Exercises >>
**a.** Translate this sentence from the post about freshman-year crushes into Spanish: "The concept of being in a relationship to me right now is sweet, but unrealistic."
**b.** Pick up the post about freshman-year crushes after its final sentence and keep writing in the same voice.

I am a college freshman at Keene State College, back in my birthplace, Keene, NH. I live on campus. It's amazing - I love college, the academics (even though they make me wanna fling myself from the top of my dorm every now and then) my only area that needs work is social. Granted, most of the people here I could have babysat in high school (and, as it turns out, one I actually did goes here!) but most of them are pretty cool, and I like having friends, regardless of age. If any of that makes sense. I want them to like me. Lame? Maybe. But it is what it is. I have gone through 2 crushes already, and have added a couple more to the list. One is 19. Nine-freaking-teen. The other is my totally hot Resident Director, who, while certainly more age-appropriate than my other crushes, is not only a no-no because he's kind of an authority figure, but also untouchable because he's hot, and I'm totally not. Yes, I have issues. Some might call it low-self esteem, I call it being realistic. At any rate, the other major crush of the year is basically now fun eye-candy for me, but to keep them straight, I have given them the following nicknames: (and yes, two of them are very nerdy) Nerd 1 (the first major crush), Nerd 2 (the really super young one) and The Hot Guy (yeah, my RD). I know it sounds silly and juvenile, but sometimes I just am. I also am not quite ready to proclaim my unrequited love to them. Although, if anyone from my Res Hall area stumbles on here, they will know of my love for The Hot guy. However, I take heart in the fact that EVERYONE is in love with him. Or, more appropriately, in total LUST with him.

See, here's the thing... aside from Nerd 1, none of the guys I've been attracted to this year are ones I would want to actually date. Nerd 2, I want to make out with, and not much more beyond that. He's a totally cool guy, and we have a lot of fun together, and he is kinda cute, but he's so fucking young. I can't imagine myself doing much more than making out/heavy petting. The Hot Guy I want to jump on and fuck his brains out. Nerd 1... at this point, I just enjoy the view when I see him, and would really like to throw down with him, but nothing much more. The concept of being in a relationship to me right now is sweet, but unrealistic. Where I am in my life... it's too complicated to add the complications of a real relationship. So, I will take sex. Unfortunately, no one wants ot from me save for my fellow lame losers who troll the message boards for a little cyber fun, in lieu of the real thing. My reason is that no one wants the real thing from me. Of this I am certain. I have friends that tell me I am sexy and beautiful, but I honest to goodness don't see it. I am fat, plain, odd-looking and awkward. This is truly how I see myself. At times, I might think I'm kinda cute, but that's about it. OK, enough of this bullshit...

(Data excerpts)
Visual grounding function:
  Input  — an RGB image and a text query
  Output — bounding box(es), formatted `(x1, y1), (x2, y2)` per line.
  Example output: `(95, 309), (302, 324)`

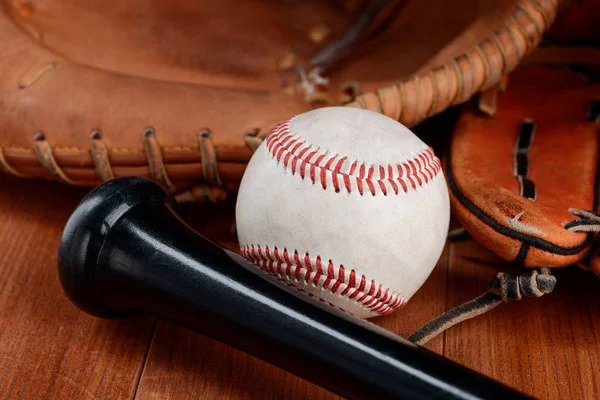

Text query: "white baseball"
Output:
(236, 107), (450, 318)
...
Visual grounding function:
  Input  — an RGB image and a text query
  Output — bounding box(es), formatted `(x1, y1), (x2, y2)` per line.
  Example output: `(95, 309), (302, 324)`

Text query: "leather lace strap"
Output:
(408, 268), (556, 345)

Your responses >>
**a.** La idea de tener una relación ahora mismo me parece bonita, pero poco realista.

**b.**
Some fun facts about me: my favourite band is The Monkees. My favourite TV Show is Buffy the Vampire Slayer. My favourite movies are The Wizard of Oz, Singin' in the Rain and What's Up, Doc?. I am addicted to caffeine, and make a badass Bacardi and Diet Coke, which is how I survived my first semester at school. I love food (hence my being fat) and I love to dance (even though I am a NH white girl with little rhythm). I am majoring in US History with minors in Film studies and Writing. I hope to be a writer or filmmaker someday. I try not to think too far into the future, and am just trying to make it through my first year at college. I have no idea what the destination is, I'm just trying to enjoy the journey.
I think that's enough for my first entry. When I finally get my new computer, I will probably add some video! Yay! So, um, thanks for reading, I hope you come back.